The records
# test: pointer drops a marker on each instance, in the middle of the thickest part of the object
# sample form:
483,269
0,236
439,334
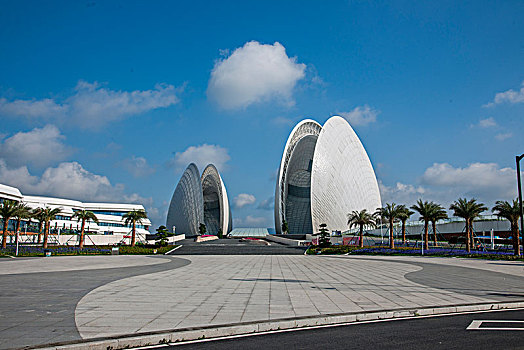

Work task
Only the pictures are to be omitted; restate everything else above exactly.

Response to this task
# test: pointer drops a marker on each instance, in the middle of the thickest part of the object
# sample form:
483,269
0,236
439,334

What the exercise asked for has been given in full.